### The exercise
Can you put the rows below into a numbered list, leaving out the blank lines?

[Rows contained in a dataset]
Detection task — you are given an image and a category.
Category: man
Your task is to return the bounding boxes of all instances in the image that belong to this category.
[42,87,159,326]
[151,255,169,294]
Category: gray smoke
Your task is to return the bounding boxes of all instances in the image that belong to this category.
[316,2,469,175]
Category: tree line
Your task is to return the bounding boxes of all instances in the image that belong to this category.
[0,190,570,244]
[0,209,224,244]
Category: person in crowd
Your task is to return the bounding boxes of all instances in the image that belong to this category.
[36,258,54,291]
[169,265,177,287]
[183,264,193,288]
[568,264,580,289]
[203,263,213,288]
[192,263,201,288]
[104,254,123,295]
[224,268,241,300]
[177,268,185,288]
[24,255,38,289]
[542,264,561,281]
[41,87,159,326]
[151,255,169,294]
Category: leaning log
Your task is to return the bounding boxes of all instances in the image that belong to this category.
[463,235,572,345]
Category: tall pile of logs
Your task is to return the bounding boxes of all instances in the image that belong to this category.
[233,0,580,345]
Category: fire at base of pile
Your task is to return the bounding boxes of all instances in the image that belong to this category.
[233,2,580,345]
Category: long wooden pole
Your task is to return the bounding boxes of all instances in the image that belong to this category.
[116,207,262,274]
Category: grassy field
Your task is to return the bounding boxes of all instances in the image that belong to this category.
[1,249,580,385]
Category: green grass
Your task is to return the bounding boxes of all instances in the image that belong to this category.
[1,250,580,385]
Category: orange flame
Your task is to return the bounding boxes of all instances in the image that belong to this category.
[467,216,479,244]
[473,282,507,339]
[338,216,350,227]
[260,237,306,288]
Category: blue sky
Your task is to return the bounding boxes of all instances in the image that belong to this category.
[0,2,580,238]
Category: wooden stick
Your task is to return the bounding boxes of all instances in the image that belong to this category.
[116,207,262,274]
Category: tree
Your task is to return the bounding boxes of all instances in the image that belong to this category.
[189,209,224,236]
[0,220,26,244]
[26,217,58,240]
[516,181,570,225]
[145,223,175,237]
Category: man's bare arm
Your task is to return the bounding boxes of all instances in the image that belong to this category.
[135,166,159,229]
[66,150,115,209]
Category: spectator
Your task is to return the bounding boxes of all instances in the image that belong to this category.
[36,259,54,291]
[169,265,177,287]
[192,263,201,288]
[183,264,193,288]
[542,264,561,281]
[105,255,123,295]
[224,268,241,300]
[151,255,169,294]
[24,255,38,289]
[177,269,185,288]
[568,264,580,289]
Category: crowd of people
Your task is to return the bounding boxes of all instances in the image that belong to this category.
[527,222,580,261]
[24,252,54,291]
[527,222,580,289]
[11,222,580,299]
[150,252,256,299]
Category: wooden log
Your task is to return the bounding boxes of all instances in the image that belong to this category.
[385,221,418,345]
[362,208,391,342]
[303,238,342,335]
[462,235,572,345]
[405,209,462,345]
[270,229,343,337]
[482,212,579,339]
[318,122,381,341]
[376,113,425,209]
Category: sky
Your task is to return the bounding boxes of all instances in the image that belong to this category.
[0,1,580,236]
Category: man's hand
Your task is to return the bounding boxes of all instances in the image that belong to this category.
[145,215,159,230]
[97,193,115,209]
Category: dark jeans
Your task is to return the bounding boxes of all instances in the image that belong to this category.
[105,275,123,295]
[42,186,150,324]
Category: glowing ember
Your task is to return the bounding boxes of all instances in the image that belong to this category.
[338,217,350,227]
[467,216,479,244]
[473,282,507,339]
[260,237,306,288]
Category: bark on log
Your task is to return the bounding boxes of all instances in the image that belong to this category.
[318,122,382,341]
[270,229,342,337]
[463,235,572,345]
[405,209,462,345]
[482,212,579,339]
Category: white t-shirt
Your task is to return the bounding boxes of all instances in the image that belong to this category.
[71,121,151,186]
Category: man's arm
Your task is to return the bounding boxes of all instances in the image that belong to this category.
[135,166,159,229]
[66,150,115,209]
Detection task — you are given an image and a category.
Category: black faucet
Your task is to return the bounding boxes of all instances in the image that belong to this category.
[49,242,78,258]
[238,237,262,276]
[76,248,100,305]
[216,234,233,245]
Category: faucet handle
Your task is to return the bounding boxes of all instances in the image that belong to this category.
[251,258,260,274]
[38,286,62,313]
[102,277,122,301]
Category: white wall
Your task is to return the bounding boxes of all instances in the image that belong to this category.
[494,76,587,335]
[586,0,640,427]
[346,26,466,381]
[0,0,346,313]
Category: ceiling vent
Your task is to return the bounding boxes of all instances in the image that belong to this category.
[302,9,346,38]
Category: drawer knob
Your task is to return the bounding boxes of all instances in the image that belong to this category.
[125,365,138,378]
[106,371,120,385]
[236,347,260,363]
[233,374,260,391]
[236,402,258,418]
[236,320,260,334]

### Task response
1. Detection task — you are given an image and a category.
2. Category: man
3. Your task is to return the bounding boxes of all instances in the image that belong to this category.
4. [42,87,159,326]
5. [151,255,169,294]
6. Category: gray smoke
7. Your task is to return the bounding boxes of all instances in the image that belong to this category.
8. [316,2,469,175]
9. Category: tree line
10. Your task is to return the bounding boxes of all instances in the image that belong to this category.
11. [0,190,570,244]
12. [0,209,224,244]
13. Category: person in crowd
14. Your task is to return the bounding boxes of all instances in the image that belong to this category.
15. [36,258,54,291]
16. [169,265,177,287]
17. [183,264,193,288]
18. [568,264,580,289]
19. [203,263,213,288]
20. [192,263,201,288]
21. [104,254,123,295]
22. [224,268,241,300]
23. [177,268,185,288]
24. [24,255,38,289]
25. [542,264,561,281]
26. [41,87,159,326]
27. [151,255,169,294]
28. Category: leaning log
29. Your task is to return the bounding boxes of all instances in the image that belong to this category.
30. [463,235,572,345]
31. Category: tall pile of logs
32. Your task is to return the bounding boxes of all instances in the image that belong to this category.
33. [233,0,580,345]
34. Category: fire at base of pile
35. Your task is to return the bounding boxes of all instances in the image that belong to this category.
36. [233,2,580,345]
37. Category: long wooden pole
38. Your task is to return the bounding boxes of all instances in the image that belong to this category.
39. [116,207,262,274]
40. Category: grassy field
41. Your task is to return the bounding boxes of all instances in the image that belong to this category.
42. [1,249,580,385]
43. Category: green grass
44. Your task is to return the bounding boxes of all instances in the image that belong to this category.
45. [1,250,580,385]
46. Category: orange flame
47. Your task is to return the bounding boxes of all instances in the image that belong to this category.
48. [467,216,479,244]
49. [473,282,507,339]
50. [338,216,350,227]
51. [260,237,306,288]
52. Category: blue sky
53. Your task is to return the bounding boxes of all instances in the image that belong to this category.
54. [0,2,580,238]
55. Category: wooden stick
56. Your task is to return the bounding boxes of all instances in the image that belong to this category.
57. [116,207,262,274]
58. Category: tree
59. Your task is to return the bounding boxes of all instances in the image that belong to this category.
60. [189,209,224,236]
61. [0,220,26,244]
62. [26,217,58,240]
63. [516,181,570,225]
64. [145,223,175,237]
65. Category: man's bare arm
66. Your task is to return the bounding boxes of all instances in the image that belong to this category.
67. [135,166,159,229]
68. [66,150,115,209]
69. Category: spectator
70. Your task is to return the bounding boxes of all instances in the image that belong to this category.
71. [36,259,54,291]
72. [169,265,177,287]
73. [192,263,201,288]
74. [183,264,193,288]
75. [542,264,561,281]
76. [105,255,123,295]
77. [224,268,241,300]
78. [151,255,169,294]
79. [24,255,38,289]
80. [177,269,185,288]
81. [568,264,580,289]
82. Category: crowd of people
83. Your task is to return the bounding boxes of all instances in the image that belong to this category.
84. [527,222,580,261]
85. [24,252,54,291]
86. [527,222,580,289]
87. [11,222,580,299]
88. [150,252,256,299]
89. Category: wooden log
90. Your task is to return the bounding boxes of all instances in the image that belong to this category.
91. [385,221,418,345]
92. [362,208,391,342]
93. [303,238,342,335]
94. [462,235,572,345]
95. [405,209,462,345]
96. [270,229,343,337]
97. [482,212,579,339]
98. [318,122,381,341]
99. [376,113,425,209]
100. Category: sky
101. Your task is to return the bounding boxes of all instances in the image that belong to this category.
102. [0,1,580,236]
103. Category: man's hand
104. Your task is to return the bounding boxes of all instances in the image that belong to this category.
105. [145,215,159,230]
106. [97,193,115,209]
107. Category: dark jeans
108. Your task is to return the bounding boxes of all instances in the image that belong to this category.
109. [105,275,123,295]
110. [42,186,150,324]
111. Category: glowing ember
112. Your task is to return the bounding boxes of all instances in the image that belong to this category.
113. [338,217,350,227]
114. [467,216,479,244]
115. [473,282,507,339]
116. [260,237,306,288]
117. Category: bark on log
118. Your task is to return the bounding boxes of all instances in the image that belong to this category.
119. [318,122,382,341]
120. [270,229,342,337]
121. [463,235,572,345]
122. [405,209,462,345]
123. [482,212,579,339]
124. Category: white t-shirt
125. Your task is to return the bounding boxes of all instances in the image that belong to this category.
126. [71,121,151,186]
127. Category: man's arm
128. Your task is to return the bounding boxes of all instances in the image that belong to this category.
129. [135,166,159,229]
130. [66,150,115,209]
131. Detection task — you are given an image and a category.
132. Category: black faucet
133. Your task is to return the bounding boxes of all instances in the image that belong to this category.
134. [49,242,78,258]
135. [238,237,262,276]
136. [76,248,100,305]
137. [216,234,233,245]
138. Category: faucet handle
139. Your task is to return the bounding boxes of all instances in the image that belong to this category.
140. [251,258,260,274]
141. [38,286,62,313]
142. [102,277,122,301]
143. Category: white wall
144. Your task is to return the bounding boxes of all instances in the image that belong to this category.
145. [494,76,587,335]
146. [586,0,640,427]
147. [346,26,466,381]
148. [0,0,346,313]
149. Category: ceiling vent
150. Your task is to return the bounding boxes of all instances in the image that belong to this category.
151. [302,9,346,38]
152. Category: drawer knob
153. Your task is to return the bounding boxes of all instances in the image that belong to this category.
154. [125,365,138,378]
155. [106,371,120,385]
156. [236,347,260,363]
157. [233,374,260,391]
158. [236,402,258,418]
159. [236,320,260,334]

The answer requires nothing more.